WHAT YOU HAVE TO DO ->
Return every line of the items below that contains the word "woman".

MATERIAL FOR THIS EXERCISE ->

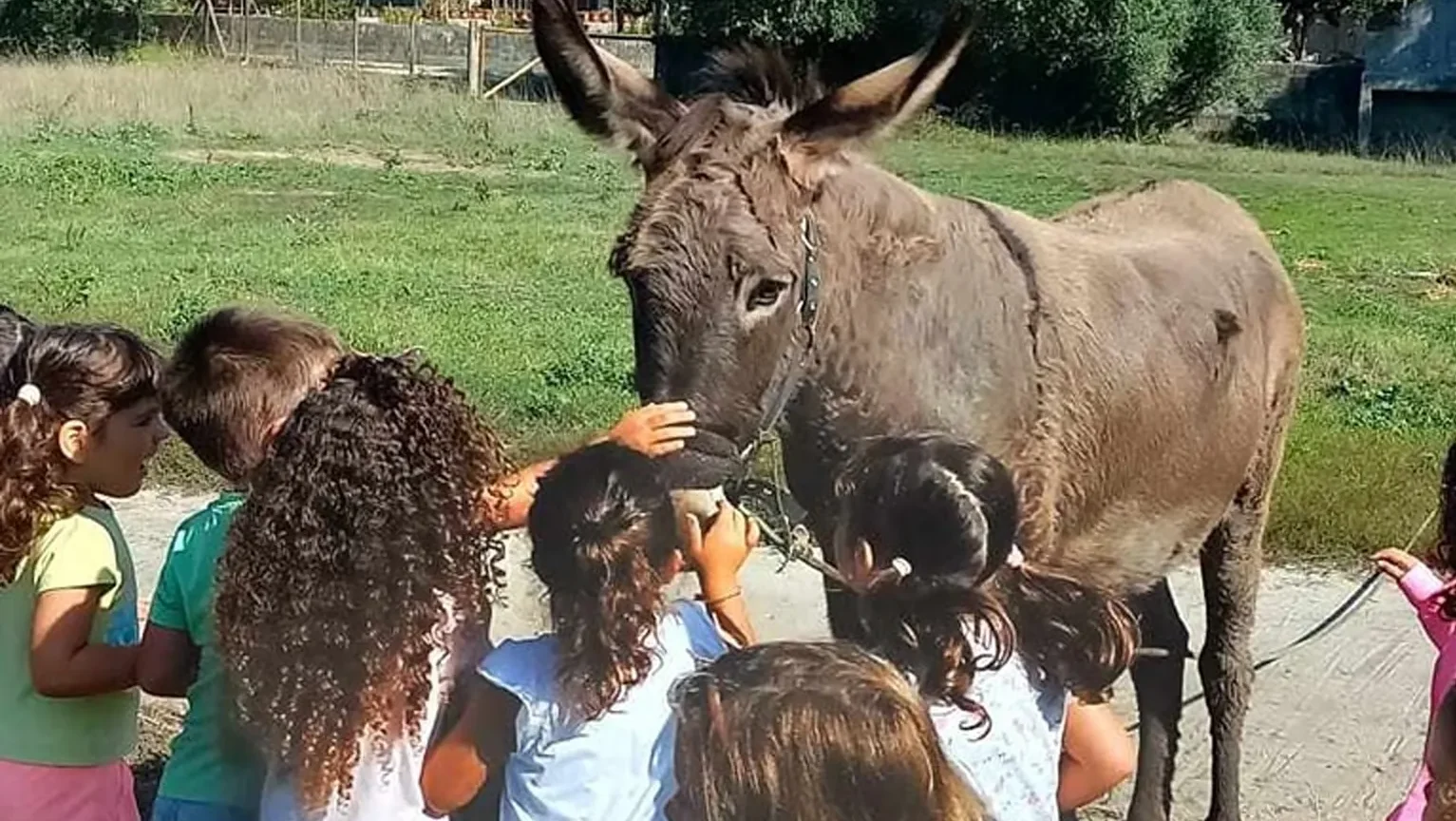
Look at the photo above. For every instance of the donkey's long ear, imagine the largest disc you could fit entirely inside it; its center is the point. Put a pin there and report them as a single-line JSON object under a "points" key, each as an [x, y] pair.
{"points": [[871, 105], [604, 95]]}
--
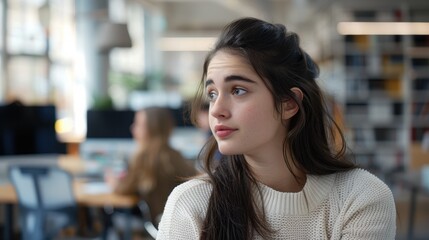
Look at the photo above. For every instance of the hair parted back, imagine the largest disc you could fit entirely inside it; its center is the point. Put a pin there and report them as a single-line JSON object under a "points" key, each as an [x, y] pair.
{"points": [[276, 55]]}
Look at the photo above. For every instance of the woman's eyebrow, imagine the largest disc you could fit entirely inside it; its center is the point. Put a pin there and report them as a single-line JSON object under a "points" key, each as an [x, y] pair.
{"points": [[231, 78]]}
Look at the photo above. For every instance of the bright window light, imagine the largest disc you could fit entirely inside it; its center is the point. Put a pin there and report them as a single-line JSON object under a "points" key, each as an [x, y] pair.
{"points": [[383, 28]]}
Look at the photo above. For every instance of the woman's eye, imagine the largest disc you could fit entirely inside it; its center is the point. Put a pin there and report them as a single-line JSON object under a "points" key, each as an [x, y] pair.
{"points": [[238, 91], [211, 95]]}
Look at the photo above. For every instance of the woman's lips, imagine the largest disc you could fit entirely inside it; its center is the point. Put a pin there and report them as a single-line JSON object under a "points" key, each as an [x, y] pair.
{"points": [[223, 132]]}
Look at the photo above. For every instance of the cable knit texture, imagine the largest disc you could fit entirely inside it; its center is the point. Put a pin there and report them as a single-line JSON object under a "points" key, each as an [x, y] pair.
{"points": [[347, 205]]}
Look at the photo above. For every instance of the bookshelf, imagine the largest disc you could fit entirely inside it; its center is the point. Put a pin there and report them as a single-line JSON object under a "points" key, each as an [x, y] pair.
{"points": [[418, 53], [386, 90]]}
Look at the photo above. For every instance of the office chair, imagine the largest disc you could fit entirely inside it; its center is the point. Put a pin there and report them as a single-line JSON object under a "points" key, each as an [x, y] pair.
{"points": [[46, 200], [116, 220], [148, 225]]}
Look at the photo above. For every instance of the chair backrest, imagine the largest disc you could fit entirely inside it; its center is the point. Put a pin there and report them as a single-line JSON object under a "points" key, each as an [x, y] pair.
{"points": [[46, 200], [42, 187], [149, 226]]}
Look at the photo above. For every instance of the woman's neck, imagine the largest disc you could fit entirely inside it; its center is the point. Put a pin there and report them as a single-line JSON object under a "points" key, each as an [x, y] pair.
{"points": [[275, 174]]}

EXERCISE RESULT ->
Look at the photo above. For every instance of the woman's eyebrow, imagine the largest disc you could fit entirely inside it; its center is the point. Put a pin there and report them as a single-line JSON object under a "points" key, each as an [x, y] pair.
Look at the photo above. For every instance of the woman's eye, imagine the largest disc you could fit entirely inside it; its center is the point. Put a pin there and report them as a single-line JSON object under a "points" key, each as an [x, y] pair.
Look at the photo above. For every instance of the woman's lips, imagine the largest disc you could fit entirely inside it; its center is the point. Put a pin there and report them as a single-line JSON object under a "points" key, each as an [x, y] pair.
Look at the photo above. For every instance of the woman's neck, imagine the largest disc you could fit entirely inside it; its center is the point. Put a pin there and report them as a single-line JSON object under a "points" key, each as an [x, y] pair.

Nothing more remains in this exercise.